╭──
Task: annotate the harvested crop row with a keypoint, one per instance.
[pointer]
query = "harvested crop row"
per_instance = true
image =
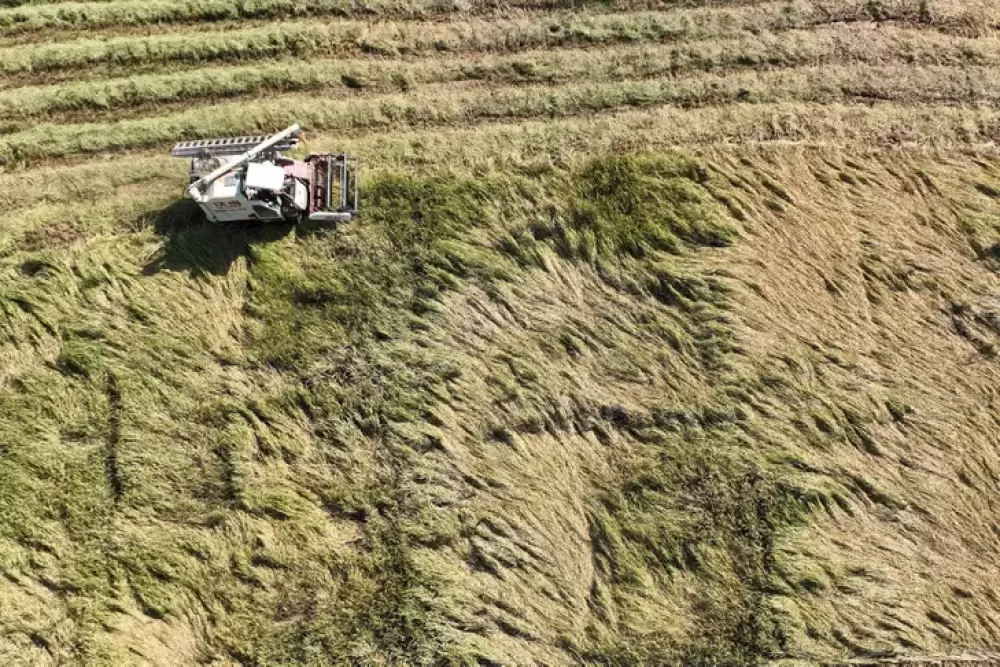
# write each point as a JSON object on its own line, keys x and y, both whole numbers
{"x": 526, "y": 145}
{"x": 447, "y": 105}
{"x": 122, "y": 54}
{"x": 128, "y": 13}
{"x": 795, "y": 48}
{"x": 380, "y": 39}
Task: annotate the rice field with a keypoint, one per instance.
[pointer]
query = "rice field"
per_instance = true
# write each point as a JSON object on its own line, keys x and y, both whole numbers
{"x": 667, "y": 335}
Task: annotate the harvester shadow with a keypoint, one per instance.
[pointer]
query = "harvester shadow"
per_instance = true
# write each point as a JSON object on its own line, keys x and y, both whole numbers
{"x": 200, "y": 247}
╰──
╭──
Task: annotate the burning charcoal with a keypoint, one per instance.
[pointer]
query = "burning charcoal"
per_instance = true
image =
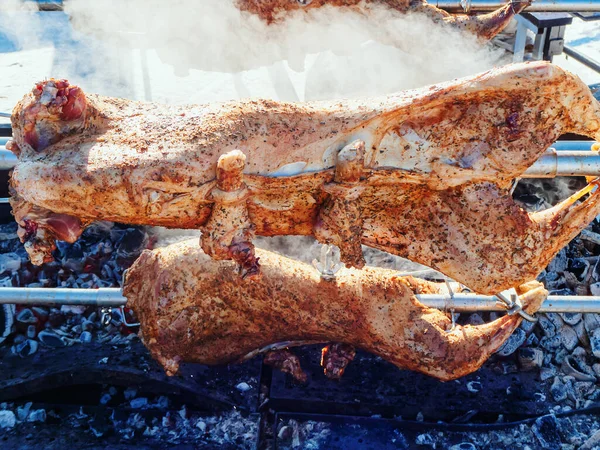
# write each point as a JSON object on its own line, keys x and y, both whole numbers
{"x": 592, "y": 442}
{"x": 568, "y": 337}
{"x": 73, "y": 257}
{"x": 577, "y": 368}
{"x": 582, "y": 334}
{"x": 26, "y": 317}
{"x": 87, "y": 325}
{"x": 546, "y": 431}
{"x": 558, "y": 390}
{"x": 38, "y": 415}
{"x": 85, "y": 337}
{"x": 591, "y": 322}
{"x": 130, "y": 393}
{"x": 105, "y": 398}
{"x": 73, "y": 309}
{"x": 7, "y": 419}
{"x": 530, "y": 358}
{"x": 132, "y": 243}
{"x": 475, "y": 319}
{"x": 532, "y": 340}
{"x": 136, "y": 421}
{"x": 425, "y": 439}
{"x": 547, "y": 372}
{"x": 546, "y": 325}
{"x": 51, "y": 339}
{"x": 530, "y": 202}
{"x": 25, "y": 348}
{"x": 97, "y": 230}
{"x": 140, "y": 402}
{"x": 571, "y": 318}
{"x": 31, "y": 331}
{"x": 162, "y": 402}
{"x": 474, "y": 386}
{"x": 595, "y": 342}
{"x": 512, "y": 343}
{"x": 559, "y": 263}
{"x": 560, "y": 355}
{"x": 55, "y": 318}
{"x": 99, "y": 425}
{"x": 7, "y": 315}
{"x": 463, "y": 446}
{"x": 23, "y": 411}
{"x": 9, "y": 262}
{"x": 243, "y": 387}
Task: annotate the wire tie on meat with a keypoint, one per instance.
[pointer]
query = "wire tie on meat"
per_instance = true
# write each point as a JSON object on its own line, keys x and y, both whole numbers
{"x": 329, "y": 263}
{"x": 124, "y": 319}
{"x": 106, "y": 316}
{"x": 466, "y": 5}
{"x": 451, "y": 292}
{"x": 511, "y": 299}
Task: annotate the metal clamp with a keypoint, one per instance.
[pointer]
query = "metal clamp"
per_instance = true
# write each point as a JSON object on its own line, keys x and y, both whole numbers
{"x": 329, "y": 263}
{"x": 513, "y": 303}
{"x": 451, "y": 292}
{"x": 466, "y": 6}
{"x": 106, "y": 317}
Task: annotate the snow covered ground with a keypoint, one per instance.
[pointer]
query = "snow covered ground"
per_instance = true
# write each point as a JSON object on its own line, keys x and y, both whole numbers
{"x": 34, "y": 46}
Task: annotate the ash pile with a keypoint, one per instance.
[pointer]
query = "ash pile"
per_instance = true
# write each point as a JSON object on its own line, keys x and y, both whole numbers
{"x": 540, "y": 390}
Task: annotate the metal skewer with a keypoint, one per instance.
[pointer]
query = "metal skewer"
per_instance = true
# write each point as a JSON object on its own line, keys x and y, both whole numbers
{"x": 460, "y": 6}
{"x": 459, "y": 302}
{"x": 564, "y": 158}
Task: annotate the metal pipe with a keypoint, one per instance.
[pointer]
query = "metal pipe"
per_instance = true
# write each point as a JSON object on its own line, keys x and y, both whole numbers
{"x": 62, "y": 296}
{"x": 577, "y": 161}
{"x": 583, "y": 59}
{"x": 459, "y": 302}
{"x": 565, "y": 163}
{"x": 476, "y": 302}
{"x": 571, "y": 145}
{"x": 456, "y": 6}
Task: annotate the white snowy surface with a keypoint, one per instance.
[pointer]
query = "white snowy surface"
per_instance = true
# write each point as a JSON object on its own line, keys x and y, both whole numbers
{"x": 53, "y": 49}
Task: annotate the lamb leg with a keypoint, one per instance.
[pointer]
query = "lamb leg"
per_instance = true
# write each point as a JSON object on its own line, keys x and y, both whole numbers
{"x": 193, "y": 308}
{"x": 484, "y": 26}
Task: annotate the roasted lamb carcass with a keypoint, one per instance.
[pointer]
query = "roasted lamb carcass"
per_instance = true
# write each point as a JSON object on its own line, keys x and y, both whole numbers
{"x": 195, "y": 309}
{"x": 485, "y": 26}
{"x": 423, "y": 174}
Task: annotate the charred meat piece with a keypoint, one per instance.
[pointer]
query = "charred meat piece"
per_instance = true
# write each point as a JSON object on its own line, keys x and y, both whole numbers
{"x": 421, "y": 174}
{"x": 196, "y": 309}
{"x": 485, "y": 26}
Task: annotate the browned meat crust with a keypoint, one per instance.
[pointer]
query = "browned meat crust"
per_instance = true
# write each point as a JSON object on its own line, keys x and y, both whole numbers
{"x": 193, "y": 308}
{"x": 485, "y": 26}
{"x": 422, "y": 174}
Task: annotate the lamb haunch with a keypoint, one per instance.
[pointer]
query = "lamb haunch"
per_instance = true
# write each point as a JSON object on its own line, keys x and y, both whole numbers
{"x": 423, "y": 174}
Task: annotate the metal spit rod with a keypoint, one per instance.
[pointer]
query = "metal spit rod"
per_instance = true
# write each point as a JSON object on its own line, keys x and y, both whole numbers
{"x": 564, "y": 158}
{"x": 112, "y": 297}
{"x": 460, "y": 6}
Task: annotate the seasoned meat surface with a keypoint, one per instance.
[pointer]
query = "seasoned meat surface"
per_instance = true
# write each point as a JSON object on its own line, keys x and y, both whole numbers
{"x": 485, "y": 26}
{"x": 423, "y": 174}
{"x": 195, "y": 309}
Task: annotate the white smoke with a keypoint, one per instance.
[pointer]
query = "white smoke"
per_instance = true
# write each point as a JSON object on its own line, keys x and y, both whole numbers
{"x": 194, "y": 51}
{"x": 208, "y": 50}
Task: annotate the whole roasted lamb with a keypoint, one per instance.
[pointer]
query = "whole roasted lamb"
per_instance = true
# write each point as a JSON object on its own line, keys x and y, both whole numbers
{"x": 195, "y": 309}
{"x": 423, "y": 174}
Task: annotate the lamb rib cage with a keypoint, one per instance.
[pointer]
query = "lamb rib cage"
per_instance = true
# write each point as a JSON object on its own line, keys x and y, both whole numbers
╰──
*ASSIGNED TASK*
Scan the records for the string "skewer". Copy each line in which it appears.

*ANSWER FOR THE TASK*
Task: annotate the metal skewer with a keypoint, one per instance.
query = "metal skewer"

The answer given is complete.